◆ What the task requires ◆
Find the line containing "Identify the shingled" in the data below, then output that line and each one after it exactly, with nothing else.
=== Supplied records ===
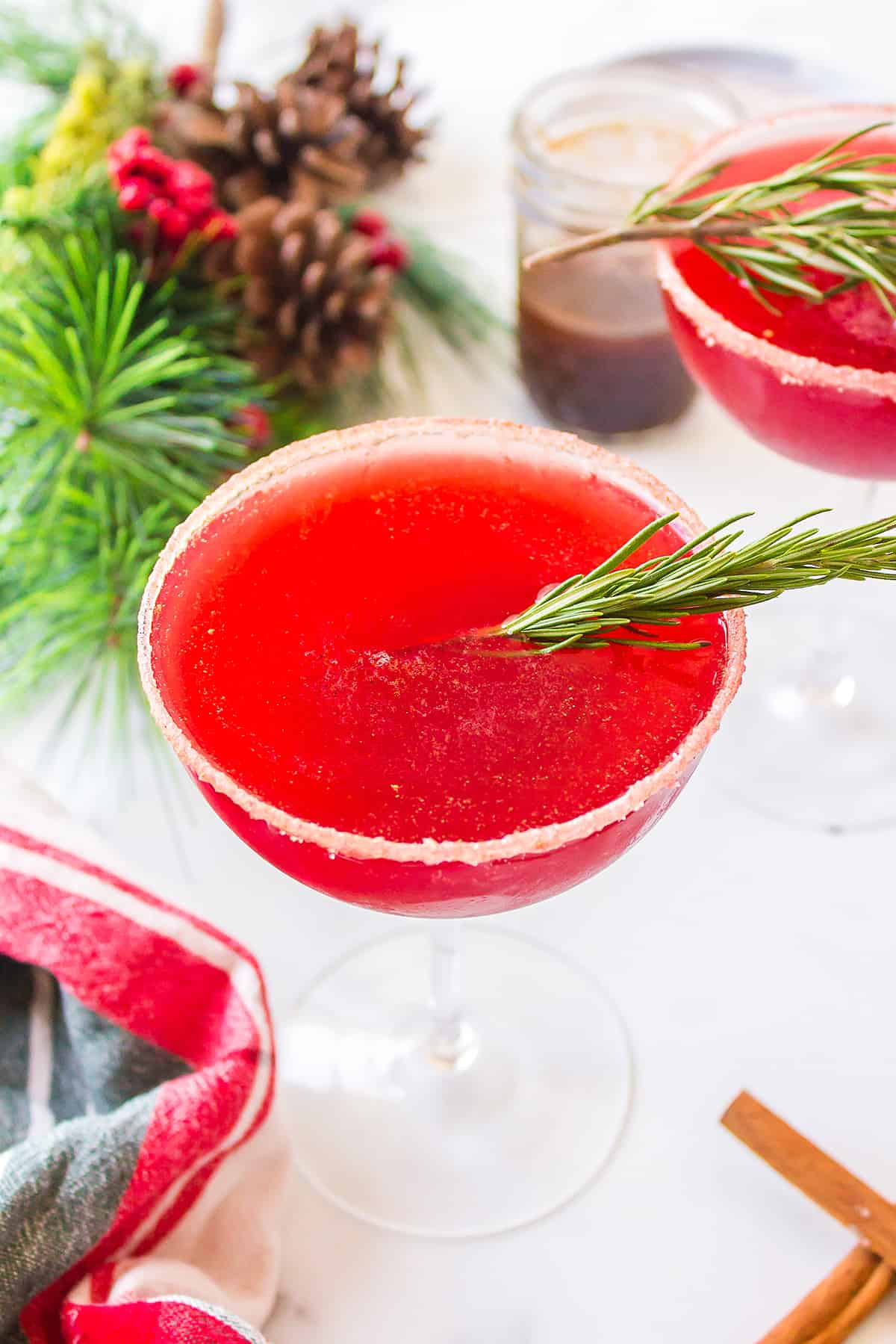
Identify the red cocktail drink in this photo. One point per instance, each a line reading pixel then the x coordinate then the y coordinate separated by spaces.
pixel 305 645
pixel 309 657
pixel 815 382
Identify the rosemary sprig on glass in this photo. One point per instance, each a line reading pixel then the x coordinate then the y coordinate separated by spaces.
pixel 615 604
pixel 755 234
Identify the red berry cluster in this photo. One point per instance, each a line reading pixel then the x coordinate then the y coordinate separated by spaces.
pixel 184 77
pixel 386 249
pixel 173 193
pixel 253 421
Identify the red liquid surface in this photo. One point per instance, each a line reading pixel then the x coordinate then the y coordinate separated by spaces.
pixel 293 642
pixel 840 429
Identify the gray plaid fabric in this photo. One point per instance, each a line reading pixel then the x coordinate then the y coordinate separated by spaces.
pixel 65 1165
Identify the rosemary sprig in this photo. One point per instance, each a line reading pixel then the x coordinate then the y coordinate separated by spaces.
pixel 703 575
pixel 756 233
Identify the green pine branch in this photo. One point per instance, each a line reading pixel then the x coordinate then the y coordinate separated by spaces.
pixel 116 425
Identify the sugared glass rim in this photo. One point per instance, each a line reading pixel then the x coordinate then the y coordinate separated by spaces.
pixel 711 326
pixel 535 840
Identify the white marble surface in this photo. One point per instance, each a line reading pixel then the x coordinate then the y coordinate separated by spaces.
pixel 742 953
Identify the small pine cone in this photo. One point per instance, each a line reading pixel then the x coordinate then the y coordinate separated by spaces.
pixel 296 143
pixel 340 64
pixel 314 307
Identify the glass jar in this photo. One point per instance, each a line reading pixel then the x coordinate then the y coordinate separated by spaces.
pixel 594 348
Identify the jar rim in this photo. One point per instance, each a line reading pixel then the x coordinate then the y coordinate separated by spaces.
pixel 633 74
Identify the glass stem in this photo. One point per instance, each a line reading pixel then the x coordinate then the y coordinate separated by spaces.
pixel 452 1038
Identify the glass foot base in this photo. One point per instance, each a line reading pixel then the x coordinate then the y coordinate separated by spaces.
pixel 812 740
pixel 526 1115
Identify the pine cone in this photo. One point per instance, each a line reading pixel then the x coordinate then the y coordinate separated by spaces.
pixel 296 143
pixel 340 64
pixel 314 307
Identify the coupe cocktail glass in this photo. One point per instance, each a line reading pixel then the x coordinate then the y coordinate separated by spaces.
pixel 815 738
pixel 302 647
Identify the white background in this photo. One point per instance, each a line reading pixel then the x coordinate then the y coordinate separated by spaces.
pixel 742 953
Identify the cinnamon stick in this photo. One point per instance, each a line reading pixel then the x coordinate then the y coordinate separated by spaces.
pixel 830 1186
pixel 827 1301
pixel 862 1304
pixel 213 35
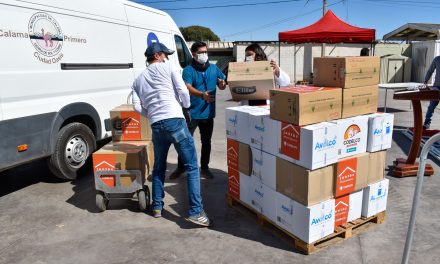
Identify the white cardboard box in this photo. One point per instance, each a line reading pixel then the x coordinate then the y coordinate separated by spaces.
pixel 313 146
pixel 352 135
pixel 348 208
pixel 263 199
pixel 375 198
pixel 264 167
pixel 380 131
pixel 246 184
pixel 237 123
pixel 263 131
pixel 307 223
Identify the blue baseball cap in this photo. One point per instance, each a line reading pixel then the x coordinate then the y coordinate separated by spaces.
pixel 157 47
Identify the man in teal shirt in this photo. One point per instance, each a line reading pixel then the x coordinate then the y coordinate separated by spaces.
pixel 201 79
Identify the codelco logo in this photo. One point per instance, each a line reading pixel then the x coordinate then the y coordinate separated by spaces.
pixel 327 143
pixel 130 123
pixel 244 90
pixel 350 135
pixel 322 219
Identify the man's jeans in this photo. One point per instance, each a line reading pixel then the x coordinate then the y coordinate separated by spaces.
pixel 206 127
pixel 174 131
pixel 431 109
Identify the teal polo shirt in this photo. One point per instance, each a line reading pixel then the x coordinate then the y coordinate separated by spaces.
pixel 202 81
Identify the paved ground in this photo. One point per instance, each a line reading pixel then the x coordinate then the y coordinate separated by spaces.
pixel 45 220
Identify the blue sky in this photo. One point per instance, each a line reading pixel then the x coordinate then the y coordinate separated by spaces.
pixel 263 22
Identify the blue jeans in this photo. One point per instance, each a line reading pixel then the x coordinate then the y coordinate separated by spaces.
pixel 175 131
pixel 431 108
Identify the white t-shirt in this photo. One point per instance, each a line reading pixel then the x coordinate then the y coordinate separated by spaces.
pixel 159 92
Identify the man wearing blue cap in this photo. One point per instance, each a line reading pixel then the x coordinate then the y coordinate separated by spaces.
pixel 156 94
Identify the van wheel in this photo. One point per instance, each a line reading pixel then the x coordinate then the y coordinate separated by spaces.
pixel 75 143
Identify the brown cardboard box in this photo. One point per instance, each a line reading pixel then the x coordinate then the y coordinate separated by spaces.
pixel 304 105
pixel 346 72
pixel 129 125
pixel 149 148
pixel 307 187
pixel 250 80
pixel 244 159
pixel 377 167
pixel 351 174
pixel 120 157
pixel 359 101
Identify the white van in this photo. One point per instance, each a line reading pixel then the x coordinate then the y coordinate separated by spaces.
pixel 63 65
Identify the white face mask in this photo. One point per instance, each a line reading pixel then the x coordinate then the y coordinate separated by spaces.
pixel 202 58
pixel 249 58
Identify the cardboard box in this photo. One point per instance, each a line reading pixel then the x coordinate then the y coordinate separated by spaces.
pixel 346 72
pixel 239 156
pixel 234 183
pixel 129 125
pixel 244 159
pixel 351 174
pixel 264 167
pixel 376 166
pixel 304 105
pixel 307 223
pixel 312 146
pixel 348 208
pixel 352 136
pixel 359 100
pixel 305 186
pixel 375 198
pixel 263 199
pixel 250 80
pixel 113 157
pixel 246 185
pixel 237 122
pixel 380 131
pixel 263 131
pixel 149 147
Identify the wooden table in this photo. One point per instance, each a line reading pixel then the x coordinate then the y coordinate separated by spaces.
pixel 408 167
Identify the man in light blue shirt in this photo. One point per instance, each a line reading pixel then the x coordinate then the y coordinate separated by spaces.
pixel 156 94
pixel 435 65
pixel 201 79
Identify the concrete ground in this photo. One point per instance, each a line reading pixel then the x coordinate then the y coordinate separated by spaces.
pixel 45 220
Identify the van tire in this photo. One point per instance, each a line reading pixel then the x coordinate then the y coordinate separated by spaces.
pixel 75 143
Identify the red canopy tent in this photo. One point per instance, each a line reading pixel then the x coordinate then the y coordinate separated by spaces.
pixel 329 29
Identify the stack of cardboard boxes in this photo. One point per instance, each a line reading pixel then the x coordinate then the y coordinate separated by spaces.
pixel 131 147
pixel 315 158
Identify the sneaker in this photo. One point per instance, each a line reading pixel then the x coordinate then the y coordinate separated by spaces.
pixel 157 213
pixel 201 219
pixel 206 173
pixel 176 173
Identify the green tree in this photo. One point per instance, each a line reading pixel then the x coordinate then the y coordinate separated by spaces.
pixel 194 33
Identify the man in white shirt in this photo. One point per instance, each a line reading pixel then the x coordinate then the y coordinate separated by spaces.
pixel 156 94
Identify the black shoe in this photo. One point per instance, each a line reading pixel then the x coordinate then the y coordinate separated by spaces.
pixel 206 173
pixel 176 173
pixel 201 219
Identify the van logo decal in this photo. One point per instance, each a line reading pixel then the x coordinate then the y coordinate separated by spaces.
pixel 45 34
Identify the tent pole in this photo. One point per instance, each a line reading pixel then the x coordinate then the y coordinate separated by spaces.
pixel 294 64
pixel 279 53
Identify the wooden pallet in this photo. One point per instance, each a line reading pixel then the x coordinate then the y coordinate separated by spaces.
pixel 342 233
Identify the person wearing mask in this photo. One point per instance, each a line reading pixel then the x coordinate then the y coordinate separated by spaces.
pixel 201 79
pixel 156 94
pixel 254 52
pixel 435 66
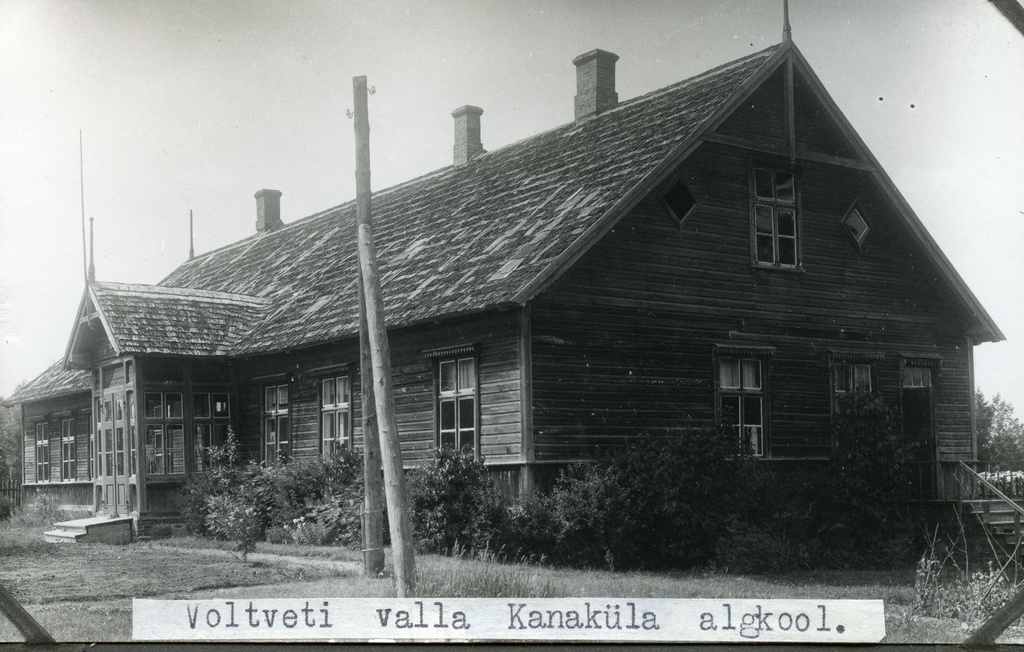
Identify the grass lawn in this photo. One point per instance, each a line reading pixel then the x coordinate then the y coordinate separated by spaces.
pixel 83 592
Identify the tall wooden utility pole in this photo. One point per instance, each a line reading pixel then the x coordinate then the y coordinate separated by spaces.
pixel 401 539
pixel 373 502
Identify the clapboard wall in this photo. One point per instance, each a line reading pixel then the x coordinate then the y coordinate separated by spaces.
pixel 624 342
pixel 495 337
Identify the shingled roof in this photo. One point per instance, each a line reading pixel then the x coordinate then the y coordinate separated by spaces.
pixel 175 320
pixel 55 381
pixel 462 238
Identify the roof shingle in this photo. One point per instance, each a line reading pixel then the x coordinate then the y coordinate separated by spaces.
pixel 55 381
pixel 442 238
pixel 174 320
===
◆ Reply ◆
Identify the shingled roof in this photo. One point per instance, each a line reading pixel then the x coordinate then the y coordinate separated by spaces.
pixel 175 320
pixel 55 381
pixel 462 238
Identify the roof shingle in this photo. One point per instance, each a line reading pixel then the x coordinate then the y coordinate separated by spaces.
pixel 55 381
pixel 442 238
pixel 174 320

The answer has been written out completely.